Argomento del canto
San Giovanni esamina Dante sull’Amore – Dante riacquista la vista – Adamo risolve quattro dubbi di Dante
Sera del 31 marzo (o 14 aprile).
Mentre Dante è disorientato per la cecità che lo ha colpito, lo spiro di san Giovanni esce dalla fulgida fiamma che gli ha spento la vista: lo invita a ragionare, pur al buio, su quale sia il fine a cui punta la sua anima e, togliendogli la paura, gli annuncia che Beatrice gli ridarà la vista. Dante risponde senza tentennamenti, fiducioso nel successivo intervento risanatore di Beatrice: gli occhi furono le porte da cui lei entrò in lui col foco di cui sempr’arde, quell’Amore che in Dio ha il suo sovrano bersaglio. San Giovanni incalza Dante: “Chi drizzò l’arco del tuo amore a tal berzaglio?” Certamente gli argomenti filosofici e l’autorità discesa dal cielo considerando che sempre ‘l bene, riconosciuto come tale, accende l’amore. Lo dimostra Dio quando parla a Moisè, ma anche lo stesso Giovanni.
Il santo vuole ancora sapere se Dante sente altre corde attirarlo a Dio: dica con quanti denti questo amore lo morde. A Dante è chiaro che cosa Giovanni, l’aguglia di Cristo, voglia condurlo a dichiarare e perciò afferma che è il creato a farlo innamorare: ama le fronde di cui s’infronda tutto l’orto dell’ortolano eterno, Dio che è Amore.

COMPLETA QUANTO SEGUE:
[a] Ricopia dal riassunto del canto il passo che va da "Il santo vuole" a "che è Amore.".
[b] Quali righe dei record contengono la parola "window"? Mostrale tutte per intero.

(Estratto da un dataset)

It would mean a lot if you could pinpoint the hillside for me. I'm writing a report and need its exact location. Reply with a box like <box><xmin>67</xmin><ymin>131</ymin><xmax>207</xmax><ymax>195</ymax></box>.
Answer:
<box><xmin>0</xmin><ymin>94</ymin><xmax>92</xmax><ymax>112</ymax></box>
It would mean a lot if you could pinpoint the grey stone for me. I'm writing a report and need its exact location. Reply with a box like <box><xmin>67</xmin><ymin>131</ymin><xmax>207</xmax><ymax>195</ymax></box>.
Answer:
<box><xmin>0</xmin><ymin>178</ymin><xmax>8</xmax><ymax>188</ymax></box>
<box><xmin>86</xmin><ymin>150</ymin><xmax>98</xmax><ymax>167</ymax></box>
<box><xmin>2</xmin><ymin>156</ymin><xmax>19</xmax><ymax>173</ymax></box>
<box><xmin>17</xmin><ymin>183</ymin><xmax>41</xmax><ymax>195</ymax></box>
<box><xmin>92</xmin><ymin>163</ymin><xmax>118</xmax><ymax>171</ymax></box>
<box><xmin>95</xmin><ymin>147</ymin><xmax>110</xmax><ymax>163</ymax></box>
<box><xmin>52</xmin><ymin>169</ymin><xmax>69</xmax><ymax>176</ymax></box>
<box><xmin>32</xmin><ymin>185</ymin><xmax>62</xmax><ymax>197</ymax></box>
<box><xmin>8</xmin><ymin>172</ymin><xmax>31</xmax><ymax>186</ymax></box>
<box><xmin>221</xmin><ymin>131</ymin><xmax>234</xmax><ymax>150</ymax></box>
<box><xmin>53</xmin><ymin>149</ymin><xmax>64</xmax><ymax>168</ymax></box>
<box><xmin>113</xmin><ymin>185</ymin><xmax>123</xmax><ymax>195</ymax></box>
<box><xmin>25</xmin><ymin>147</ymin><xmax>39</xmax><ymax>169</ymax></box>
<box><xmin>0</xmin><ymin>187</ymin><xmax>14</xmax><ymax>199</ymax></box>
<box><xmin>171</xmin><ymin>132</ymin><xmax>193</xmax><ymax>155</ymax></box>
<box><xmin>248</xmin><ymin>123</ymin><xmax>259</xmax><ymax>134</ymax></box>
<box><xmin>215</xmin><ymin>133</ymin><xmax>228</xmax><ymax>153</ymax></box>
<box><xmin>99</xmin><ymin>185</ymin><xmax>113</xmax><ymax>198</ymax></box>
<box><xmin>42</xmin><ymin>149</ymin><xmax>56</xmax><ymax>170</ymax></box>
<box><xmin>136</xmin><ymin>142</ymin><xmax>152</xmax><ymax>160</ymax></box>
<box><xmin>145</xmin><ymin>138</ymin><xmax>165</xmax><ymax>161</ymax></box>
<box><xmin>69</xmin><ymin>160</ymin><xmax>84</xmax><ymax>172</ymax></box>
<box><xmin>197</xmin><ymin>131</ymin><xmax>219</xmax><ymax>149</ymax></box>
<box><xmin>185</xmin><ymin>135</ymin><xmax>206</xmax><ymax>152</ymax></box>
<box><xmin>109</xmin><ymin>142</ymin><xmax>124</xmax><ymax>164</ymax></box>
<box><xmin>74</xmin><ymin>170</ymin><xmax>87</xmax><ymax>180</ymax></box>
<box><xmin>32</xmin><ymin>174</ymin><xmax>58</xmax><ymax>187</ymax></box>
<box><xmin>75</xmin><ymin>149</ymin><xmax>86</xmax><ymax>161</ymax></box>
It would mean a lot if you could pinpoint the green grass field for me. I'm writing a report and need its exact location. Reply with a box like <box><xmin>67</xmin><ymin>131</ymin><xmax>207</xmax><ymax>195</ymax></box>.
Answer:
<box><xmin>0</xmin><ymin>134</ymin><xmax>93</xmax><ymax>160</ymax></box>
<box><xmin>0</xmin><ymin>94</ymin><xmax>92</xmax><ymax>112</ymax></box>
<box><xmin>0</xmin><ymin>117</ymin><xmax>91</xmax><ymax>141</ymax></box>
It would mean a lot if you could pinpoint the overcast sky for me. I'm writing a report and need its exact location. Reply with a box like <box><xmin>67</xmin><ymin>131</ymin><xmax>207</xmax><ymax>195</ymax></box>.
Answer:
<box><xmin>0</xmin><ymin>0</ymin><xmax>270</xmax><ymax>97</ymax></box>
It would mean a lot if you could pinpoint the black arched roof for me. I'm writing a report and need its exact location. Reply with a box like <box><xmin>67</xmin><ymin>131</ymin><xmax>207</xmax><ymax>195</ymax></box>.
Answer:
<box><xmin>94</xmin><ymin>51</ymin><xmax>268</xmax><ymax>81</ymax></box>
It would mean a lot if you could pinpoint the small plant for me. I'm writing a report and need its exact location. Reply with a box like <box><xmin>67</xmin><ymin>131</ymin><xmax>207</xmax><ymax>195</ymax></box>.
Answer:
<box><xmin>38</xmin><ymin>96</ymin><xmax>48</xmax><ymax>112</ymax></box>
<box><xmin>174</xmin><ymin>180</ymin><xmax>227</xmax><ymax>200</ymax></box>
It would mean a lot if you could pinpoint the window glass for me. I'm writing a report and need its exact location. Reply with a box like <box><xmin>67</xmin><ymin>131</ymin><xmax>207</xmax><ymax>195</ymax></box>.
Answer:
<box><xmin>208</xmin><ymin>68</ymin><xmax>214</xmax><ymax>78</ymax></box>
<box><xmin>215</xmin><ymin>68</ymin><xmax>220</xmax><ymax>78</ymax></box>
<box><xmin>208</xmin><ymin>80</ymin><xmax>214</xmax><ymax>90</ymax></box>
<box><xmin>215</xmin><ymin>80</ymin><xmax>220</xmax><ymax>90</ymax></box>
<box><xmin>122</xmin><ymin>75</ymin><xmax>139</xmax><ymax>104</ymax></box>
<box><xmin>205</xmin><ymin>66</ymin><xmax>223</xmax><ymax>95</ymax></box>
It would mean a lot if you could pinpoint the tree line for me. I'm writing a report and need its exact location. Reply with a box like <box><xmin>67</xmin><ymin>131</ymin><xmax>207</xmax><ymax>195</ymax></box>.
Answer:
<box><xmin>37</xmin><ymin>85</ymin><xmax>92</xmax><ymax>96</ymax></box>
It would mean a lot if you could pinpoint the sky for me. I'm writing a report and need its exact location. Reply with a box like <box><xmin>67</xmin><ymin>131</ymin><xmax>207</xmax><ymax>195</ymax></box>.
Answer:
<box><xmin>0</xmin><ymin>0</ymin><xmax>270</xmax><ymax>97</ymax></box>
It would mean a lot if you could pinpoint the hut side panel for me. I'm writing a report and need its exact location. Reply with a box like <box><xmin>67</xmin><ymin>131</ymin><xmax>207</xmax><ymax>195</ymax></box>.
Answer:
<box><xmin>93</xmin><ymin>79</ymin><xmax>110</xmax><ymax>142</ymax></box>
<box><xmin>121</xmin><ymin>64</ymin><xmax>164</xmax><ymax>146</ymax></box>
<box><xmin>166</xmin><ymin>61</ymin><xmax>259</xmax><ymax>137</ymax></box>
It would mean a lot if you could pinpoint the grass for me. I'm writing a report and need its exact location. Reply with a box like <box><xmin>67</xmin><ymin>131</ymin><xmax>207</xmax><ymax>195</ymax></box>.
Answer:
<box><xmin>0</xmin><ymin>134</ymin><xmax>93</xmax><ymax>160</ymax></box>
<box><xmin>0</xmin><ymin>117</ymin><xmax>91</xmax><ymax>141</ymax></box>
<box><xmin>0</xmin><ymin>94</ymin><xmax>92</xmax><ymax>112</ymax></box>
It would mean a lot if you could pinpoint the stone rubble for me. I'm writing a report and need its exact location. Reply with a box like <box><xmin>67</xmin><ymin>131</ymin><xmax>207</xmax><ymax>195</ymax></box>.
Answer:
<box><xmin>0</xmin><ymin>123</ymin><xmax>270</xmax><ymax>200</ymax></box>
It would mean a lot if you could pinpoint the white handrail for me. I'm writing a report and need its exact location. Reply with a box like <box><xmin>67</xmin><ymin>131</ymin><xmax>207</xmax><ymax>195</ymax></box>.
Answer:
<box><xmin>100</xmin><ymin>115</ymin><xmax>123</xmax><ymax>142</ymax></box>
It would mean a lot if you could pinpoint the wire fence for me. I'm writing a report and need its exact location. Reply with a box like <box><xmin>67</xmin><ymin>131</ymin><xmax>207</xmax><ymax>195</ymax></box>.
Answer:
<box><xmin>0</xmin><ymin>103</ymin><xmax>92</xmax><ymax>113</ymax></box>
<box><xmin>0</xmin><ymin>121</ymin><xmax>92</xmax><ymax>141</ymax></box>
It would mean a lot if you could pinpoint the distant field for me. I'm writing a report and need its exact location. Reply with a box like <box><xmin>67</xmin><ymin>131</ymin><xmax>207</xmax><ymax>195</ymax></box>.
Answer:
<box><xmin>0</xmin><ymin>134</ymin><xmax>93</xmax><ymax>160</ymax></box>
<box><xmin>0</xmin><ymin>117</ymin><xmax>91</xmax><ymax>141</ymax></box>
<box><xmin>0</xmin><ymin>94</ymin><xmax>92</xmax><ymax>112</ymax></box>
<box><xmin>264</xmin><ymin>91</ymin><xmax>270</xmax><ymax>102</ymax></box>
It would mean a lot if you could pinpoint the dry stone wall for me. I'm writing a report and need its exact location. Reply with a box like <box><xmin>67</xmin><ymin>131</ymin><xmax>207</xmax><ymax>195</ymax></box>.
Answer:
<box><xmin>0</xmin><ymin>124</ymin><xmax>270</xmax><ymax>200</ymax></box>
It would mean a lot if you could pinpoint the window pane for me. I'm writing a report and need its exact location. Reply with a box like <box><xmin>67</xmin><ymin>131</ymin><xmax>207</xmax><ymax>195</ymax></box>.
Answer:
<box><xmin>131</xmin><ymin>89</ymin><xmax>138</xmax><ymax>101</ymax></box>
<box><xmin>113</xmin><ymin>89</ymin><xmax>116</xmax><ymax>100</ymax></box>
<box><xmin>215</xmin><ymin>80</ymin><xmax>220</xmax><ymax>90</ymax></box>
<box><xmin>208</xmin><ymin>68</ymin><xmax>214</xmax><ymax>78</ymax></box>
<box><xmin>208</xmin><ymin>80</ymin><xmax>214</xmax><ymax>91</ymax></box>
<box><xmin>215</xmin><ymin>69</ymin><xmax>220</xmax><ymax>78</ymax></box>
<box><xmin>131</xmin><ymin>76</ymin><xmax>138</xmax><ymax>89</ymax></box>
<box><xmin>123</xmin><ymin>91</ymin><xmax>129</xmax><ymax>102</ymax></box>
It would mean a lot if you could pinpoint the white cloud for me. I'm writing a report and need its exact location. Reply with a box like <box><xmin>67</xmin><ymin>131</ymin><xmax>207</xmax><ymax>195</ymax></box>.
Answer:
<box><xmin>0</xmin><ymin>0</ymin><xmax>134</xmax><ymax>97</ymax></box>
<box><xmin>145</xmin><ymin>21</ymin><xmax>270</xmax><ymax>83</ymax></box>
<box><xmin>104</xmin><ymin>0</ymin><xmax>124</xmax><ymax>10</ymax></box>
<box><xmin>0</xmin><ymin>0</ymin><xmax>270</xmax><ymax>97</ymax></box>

RISPOSTE PER COMPITO:
[a]
Il santo vuole ancora sapere se Dante sente altre corde attirarlo a Dio: dica con quanti denti questo amore lo morde. A Dante è chiaro che cosa Giovanni, l’aguglia di Cristo, voglia condurlo a dichiarare e perciò afferma che è il creato a farlo innamorare: ama le fronde di cui s’infronda tutto l’orto dell’ortolano eterno, Dio che è Amore.

[b]
It would mean a lot if you could pinpoint the window glass for me. I'm writing a report and need its exact location. Reply with a box like <box><xmin>67</xmin><ymin>131</ymin><xmax>207</xmax><ymax>195</ymax></box>.
It would mean a lot if you could pinpoint the window pane for me. I'm writing a report and need its exact location. Reply with a box like <box><xmin>67</xmin><ymin>131</ymin><xmax>207</xmax><ymax>195</ymax></box>.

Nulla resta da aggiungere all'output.